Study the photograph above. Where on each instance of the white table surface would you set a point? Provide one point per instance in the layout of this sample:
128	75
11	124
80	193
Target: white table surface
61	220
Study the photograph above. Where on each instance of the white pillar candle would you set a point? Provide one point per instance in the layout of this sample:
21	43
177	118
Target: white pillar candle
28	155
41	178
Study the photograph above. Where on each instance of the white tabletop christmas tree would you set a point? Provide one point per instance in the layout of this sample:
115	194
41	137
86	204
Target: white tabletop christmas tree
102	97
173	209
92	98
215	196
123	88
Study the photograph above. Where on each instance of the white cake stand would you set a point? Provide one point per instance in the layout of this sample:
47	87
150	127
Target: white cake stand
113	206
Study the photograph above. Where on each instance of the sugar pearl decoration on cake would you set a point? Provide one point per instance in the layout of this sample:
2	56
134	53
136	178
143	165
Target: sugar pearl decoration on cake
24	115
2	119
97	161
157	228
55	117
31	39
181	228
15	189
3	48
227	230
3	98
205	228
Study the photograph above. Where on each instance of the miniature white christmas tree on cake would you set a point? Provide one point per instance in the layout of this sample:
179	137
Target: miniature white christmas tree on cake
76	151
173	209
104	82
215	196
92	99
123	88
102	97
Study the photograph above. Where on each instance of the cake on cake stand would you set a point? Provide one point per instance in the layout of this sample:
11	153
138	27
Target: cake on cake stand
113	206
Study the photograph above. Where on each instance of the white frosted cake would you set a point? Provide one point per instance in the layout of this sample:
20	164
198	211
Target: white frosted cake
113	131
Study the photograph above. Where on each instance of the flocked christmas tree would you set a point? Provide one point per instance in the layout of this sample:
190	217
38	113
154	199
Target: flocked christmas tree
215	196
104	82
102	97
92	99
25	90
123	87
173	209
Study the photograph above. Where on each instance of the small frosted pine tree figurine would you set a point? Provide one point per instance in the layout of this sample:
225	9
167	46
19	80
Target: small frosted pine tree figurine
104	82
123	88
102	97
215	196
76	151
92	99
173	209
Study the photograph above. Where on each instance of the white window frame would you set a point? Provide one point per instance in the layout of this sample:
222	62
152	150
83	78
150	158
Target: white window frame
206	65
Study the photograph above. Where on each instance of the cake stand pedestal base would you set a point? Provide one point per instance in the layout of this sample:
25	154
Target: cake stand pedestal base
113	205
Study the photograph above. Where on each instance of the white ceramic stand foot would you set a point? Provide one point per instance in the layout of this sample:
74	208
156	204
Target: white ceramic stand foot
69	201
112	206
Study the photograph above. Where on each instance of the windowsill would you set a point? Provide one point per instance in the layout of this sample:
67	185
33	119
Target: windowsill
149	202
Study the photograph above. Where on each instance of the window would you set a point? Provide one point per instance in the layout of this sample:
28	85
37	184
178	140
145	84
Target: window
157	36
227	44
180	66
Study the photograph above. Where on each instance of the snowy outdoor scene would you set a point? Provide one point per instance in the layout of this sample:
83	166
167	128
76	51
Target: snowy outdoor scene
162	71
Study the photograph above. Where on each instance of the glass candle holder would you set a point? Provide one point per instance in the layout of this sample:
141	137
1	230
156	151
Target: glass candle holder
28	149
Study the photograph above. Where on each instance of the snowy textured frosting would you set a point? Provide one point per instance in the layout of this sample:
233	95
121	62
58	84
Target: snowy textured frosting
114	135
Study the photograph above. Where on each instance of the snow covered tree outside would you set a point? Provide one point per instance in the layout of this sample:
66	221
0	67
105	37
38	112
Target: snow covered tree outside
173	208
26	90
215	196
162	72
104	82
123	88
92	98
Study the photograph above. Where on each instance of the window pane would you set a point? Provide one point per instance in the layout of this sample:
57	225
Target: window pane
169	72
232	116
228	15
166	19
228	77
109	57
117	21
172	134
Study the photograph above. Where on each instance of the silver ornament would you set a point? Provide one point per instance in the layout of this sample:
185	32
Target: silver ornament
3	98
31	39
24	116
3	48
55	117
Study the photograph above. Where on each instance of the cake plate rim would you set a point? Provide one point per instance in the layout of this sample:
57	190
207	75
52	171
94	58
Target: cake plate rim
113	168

▶ **What needs to be done**
Copy out all of the records shown above exactly.

▶ **Task result**
Study the photograph above. Where on each instance of the white table surface would you set a point? Provide one point per instance in the layout of this sample:
128	75
11	124
80	193
Target: white table surface
61	220
Study the photograph above. Where on each instance of the white pillar candle would you set a point? Provide one point per instance in the layout of this sample:
21	43
177	118
Target: white pillar candle
28	155
41	178
Study the photograph above. Where on each instance of the white tabletop christmas tree would you set a point? Provide one point per instance in the layout of this sample:
115	194
41	137
86	204
Target: white tabletop christmas tree
102	97
173	209
92	98
215	196
123	88
Study the photograph above. Where on each instance of the white cake stand would you set a point? Provide one point per instance in the layout of this sample:
47	87
150	127
Target: white cake stand
113	206
Study the photograph above. Where on each instance of the sugar pearl decoration on cake would you set a point? Provide one point per instance in the layout of this sample:
2	56
134	53
136	178
143	165
Target: sugar pearl decoration on cake
24	115
2	119
97	161
157	228
55	117
31	39
181	228
15	189
3	48
227	230
3	98
205	228
Study the photograph above. Where on each instance of the miniature white christmas tree on cake would you set a point? Provide one point per instance in the layout of this sample:
179	137
Target: miniature white christmas tree on cake
76	151
173	209
104	82
215	196
92	99
123	88
102	97
Study the photograph above. Where on each instance of the cake on cake stand would you set a point? Provide one point per instance in the layout of this sample:
11	153
138	27
Target: cake on cake stand
113	206
Study the photograph above. Where on each instance of the white frosted cake would you set a point? Provide one point per instance in the layout of this sample:
20	164
198	211
Target: white frosted cake
113	131
Study the photograph above. Where on each instance of the flocked christmas tree would you set a point? Provide one point per instance in the layout of this sample:
190	217
38	113
154	199
Target: flocked christmas tree
215	196
104	82
102	97
92	99
25	90
123	87
173	209
Study the photograph above. Where on each instance of the small frosted pine tree figurine would you set a point? Provide one point per instance in the layout of this sample:
225	9
167	46
19	80
Target: small frosted pine tree figurine
104	82
123	88
102	97
215	196
76	151
92	99
173	209
Study the photograph above. Where on each instance of the white window frame would you set a point? Provide one point per instance in the layout of this sample:
222	62
152	150
83	78
150	158
Target: white window frame
206	65
Study the photograph above. Where on each instance of the cake stand pedestal base would you set a point? Provide one point per instance in the layout of this sample:
25	154
Target: cake stand pedestal base
113	205
Study the photograph above. Where on each instance of the white ceramic stand foot would you set a point? Provide one point per instance in the layout of this sample:
74	208
156	204
Target: white ceramic stand foot
69	201
112	206
Study the photograph above. Where on each instance of the windowsill would you set a point? Provide one point per instance in the layout of this sample:
67	185
33	119
Target: windowsill
149	202
Study the photograph above. Where on each instance of the window would you set a point? Provide one point per instance in the layout of this sample:
28	85
37	184
178	140
145	84
Target: window
157	36
227	44
180	66
Study the photograph above. Where on each instance of the snowy outdoor scene would you set a point? Provide one point per instance in the layout of this sample:
83	166
167	128
76	51
Target: snowy outdoor scene
162	71
Study the photograph above. Where on each instance of the glass candle holder would you set a point? Provide one point per instance in the layout of this sample:
141	137
1	230
156	151
Target: glass candle holder
28	149
Study the photograph above. Where on each instance of the snowy textured frosting would you set a point? Provide one point per instance in the layout of this sample:
233	95
121	62
58	84
Target: snowy textured frosting
114	135
Study the photograph above. Where on each instance of the snow covered tree outside would you set a point? Provide one point per instance in the layout of this sample:
66	221
0	67
105	37
38	112
Target: snow covered tree outside
173	208
26	90
215	196
162	72
104	82
123	88
92	98
Study the photograph above. Where on each instance of the window pane would you set a point? Provide one point per instance in the layout of this sample:
57	225
Target: window pane
169	72
232	116
228	15
166	19
228	77
109	57
117	21
172	134
Study the photograph above. Where on each instance of the silver ornament would you set a point? Provide one point per instance in the layout of this sample:
185	32
Target: silver ornament
3	98
31	39
24	116
3	48
55	117
Study the photograph above. Where on each instance of the cake plate rim would you set a point? Provide one point per instance in the layout of this sample:
57	190
207	75
52	171
94	58
Target: cake plate rim
113	168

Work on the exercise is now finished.